> **Directions**
1 – Which book does the Black History Month book list say was included by mistake?
2 – Extend the Black History Month book list beyond its entry on Crook Manifesto.

> **Extract**
2024 Festival:
October 21–27

We delight in reading and sharing exceptional books by Black authors, all year round. For Black History Month, here’s a list of just a handful of the new releases that we’re eagerly awaiting in 2023!

You might even be seeing a few of these authors at our Festival this year, so get a head start and pre-order these fine books now:


Correction: We mistakenly included A History of Burning by Janika Oza in the original list, though Janika Oza is not a Black author. We apologize for the error.

Crook Manifesto by Colson Whitehead
Two-time Pulitzer Prize winning author and VWF Book Club alumnus Colson Whitehead continues his Harlem saga in a powerful and hugely-entertaining novel that summons 1970s New York in all its seedy glory. Whitehead’s kaleidoscopic portrait of Harlem is sure to stand as one of the all-time great evocations of a place and a time.

> **Dataset content**
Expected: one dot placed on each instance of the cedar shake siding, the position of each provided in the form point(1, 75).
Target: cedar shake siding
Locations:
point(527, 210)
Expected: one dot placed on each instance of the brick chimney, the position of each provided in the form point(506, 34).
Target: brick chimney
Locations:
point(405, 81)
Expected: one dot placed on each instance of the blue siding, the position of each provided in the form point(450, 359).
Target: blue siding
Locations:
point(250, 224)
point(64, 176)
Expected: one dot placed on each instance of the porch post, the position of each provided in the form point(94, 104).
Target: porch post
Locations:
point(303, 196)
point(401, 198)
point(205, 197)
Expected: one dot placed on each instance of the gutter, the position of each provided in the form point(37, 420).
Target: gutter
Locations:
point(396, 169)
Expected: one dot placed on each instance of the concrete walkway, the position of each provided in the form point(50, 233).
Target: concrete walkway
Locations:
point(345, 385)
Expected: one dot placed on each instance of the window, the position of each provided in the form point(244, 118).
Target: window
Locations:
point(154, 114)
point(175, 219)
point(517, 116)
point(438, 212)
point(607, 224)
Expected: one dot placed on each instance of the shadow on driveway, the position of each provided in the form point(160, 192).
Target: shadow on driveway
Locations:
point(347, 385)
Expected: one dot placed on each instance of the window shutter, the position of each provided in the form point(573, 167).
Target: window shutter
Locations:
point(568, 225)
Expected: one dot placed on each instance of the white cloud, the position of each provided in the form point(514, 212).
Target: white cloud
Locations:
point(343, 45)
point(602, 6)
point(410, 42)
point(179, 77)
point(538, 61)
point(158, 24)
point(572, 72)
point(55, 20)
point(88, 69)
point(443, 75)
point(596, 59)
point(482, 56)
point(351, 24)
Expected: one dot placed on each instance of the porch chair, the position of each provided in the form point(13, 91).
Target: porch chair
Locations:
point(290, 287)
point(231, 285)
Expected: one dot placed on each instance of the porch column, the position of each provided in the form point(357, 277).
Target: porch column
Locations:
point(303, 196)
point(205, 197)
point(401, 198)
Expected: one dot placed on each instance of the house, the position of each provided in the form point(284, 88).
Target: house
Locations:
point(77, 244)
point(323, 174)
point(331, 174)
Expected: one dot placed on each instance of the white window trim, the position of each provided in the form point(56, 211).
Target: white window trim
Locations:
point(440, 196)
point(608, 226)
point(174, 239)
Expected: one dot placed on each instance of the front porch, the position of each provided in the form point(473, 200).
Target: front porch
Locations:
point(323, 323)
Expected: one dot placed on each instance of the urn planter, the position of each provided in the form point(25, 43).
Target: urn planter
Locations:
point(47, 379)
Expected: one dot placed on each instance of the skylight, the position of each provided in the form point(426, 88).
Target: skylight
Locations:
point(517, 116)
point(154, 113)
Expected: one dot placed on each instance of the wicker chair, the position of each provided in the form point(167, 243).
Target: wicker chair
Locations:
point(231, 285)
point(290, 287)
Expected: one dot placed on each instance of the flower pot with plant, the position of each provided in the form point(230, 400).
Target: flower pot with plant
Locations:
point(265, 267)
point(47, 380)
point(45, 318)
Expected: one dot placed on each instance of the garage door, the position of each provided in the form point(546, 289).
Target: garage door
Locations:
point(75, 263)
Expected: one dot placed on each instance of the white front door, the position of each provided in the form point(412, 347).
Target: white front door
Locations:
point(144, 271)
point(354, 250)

---

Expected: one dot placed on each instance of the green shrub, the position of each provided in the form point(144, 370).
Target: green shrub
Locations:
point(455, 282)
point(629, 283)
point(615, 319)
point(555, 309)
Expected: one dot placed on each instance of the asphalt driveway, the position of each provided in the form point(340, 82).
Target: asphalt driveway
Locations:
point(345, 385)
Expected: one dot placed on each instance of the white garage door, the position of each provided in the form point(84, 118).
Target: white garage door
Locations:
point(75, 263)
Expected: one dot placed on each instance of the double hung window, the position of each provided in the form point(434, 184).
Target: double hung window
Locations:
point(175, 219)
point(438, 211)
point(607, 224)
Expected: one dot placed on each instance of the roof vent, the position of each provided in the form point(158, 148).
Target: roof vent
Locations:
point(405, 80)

> **Solved tasks**
1 – A History of Burning by Janika Oza.

2 –
The Fraud by Zadie Smith
From acclaimed and bestselling novelist Zadie Smith, a kaleidoscopic work of historical fiction set against the legal trial that divided Victorian England, about who deserves to tell their story—and about who deserves to be believed. Based on real historical events, this is a dazzling new novel from the author of White Teeth and On Beauty

Above Ground by Clint Smith
A remarkable poetry collection from Clint Smith, the #1 New York Times bestselling and National Book Critics Circle award-winning author of How the Word Is Passed. Smith’s vibrant and compelling new collection traverses the vast emotional terrain of fatherhood, and explores how becoming a parent has recalibrated his sense of the world. Above Ground wrestles with how we hold wonder and despair in the same hands.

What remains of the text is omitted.